┌─ INPUT MATERIAL

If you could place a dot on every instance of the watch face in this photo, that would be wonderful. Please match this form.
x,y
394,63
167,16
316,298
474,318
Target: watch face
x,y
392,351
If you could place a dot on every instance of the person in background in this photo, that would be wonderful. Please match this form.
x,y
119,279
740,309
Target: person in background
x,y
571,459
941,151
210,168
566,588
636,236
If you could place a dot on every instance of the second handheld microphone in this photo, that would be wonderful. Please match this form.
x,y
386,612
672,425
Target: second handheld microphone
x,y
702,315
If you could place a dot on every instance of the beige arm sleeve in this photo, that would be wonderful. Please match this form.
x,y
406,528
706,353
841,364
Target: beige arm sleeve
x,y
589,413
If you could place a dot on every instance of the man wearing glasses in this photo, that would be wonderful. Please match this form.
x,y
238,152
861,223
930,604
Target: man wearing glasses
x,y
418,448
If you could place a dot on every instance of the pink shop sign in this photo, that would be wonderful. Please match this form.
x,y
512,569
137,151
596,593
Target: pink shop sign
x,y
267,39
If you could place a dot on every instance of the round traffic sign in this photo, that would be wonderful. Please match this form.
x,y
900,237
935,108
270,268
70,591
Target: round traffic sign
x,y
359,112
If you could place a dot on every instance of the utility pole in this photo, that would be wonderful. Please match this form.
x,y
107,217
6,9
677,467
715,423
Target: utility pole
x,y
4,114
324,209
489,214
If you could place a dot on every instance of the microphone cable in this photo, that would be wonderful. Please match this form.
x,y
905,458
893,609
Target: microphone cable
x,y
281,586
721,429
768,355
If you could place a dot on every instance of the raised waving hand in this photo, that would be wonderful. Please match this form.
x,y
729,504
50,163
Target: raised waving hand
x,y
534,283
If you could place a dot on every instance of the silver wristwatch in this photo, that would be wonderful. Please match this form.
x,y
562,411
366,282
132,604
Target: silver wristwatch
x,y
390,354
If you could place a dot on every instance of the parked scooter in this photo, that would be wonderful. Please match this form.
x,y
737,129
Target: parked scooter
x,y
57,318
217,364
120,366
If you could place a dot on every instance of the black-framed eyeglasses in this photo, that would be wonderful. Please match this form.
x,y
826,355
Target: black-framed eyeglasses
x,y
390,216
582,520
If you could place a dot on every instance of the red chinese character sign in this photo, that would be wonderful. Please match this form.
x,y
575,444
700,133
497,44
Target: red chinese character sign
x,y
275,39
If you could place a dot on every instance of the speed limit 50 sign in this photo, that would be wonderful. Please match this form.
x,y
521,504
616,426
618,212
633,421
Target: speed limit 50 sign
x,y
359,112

└─

* **WHAT YOU NEED TO DO**:
Return the entries above, every line intact.

* **TASK OUTPUT**:
If you could place a dot on every instance of the watch face in this photo, that would be wonderful. Please match this form.
x,y
394,63
167,16
316,298
474,318
Target: watch face
x,y
392,351
If you could place a dot on every instance of the person in background in this photo, that would be wonderful. Please match this form.
x,y
119,279
740,309
Target: person in background
x,y
571,459
941,151
210,168
566,588
636,236
If you could place a dot on every instance of the second handheld microphone in this photo, that would be wonderful. Please match this form.
x,y
386,612
672,425
Target: second handheld microphone
x,y
702,315
If you could place a dot on every instance of the beige arm sleeve in this photo, that would be wonderful. Please match this form.
x,y
406,528
706,353
841,364
Target: beige arm sleeve
x,y
589,413
If you could place a dot on every instance of the man wearing glasses in this photo, that would be wonderful. Please match this form.
x,y
238,152
861,223
930,604
Target: man wearing glasses
x,y
418,448
If you could place a dot on every instance of the pink shop sign in this photo, that would be wonderful. Please match this form.
x,y
512,569
137,151
596,593
Target: pink shop sign
x,y
267,39
If you could place a dot on every instance of the round traffic sign in this photo, that would be wonderful. Please match this form.
x,y
900,237
935,108
270,268
70,591
Target: round traffic sign
x,y
359,112
If you could place a dot on every instance of the utility pole in this photo, that would be wonderful. Please match this form.
x,y
107,217
6,9
677,467
715,423
Target: utility pole
x,y
4,114
324,209
489,214
If you could place a dot on every instance of the microphone cable in this photo, that would be wonderful. Please match this form.
x,y
905,458
893,609
Target: microphone cable
x,y
281,586
721,429
768,355
If you could place a dot on every instance of the raised waving hand in this photo, that would be wonderful. Please match this form.
x,y
729,504
50,163
Target: raised waving hand
x,y
534,283
If you could place a dot on every instance of the silver wristwatch in this photo, that would be wonderful. Please match this form.
x,y
562,411
366,282
132,604
Target: silver wristwatch
x,y
390,354
If you could place a dot on every instance of the parked scooter in this photo, that would be wonderful. Please match this form.
x,y
737,129
Target: parked scooter
x,y
57,318
217,364
120,366
If you could place a dot on every instance of the black-framed eyeglasses in this photo, that would be wonderful. Please match this form.
x,y
826,355
Target: black-framed eyeglasses
x,y
390,216
582,520
If you could place a dot on every instance of the red chinese character sign in this photo, that would be wonderful. Please match this form.
x,y
575,444
700,133
497,44
Target: red chinese character sign
x,y
275,39
If you could place a dot on every instance of the speed limit 50 sign in this photo, that would be wonderful. Please match this form.
x,y
521,504
616,426
618,212
633,421
Target: speed limit 50 sign
x,y
359,112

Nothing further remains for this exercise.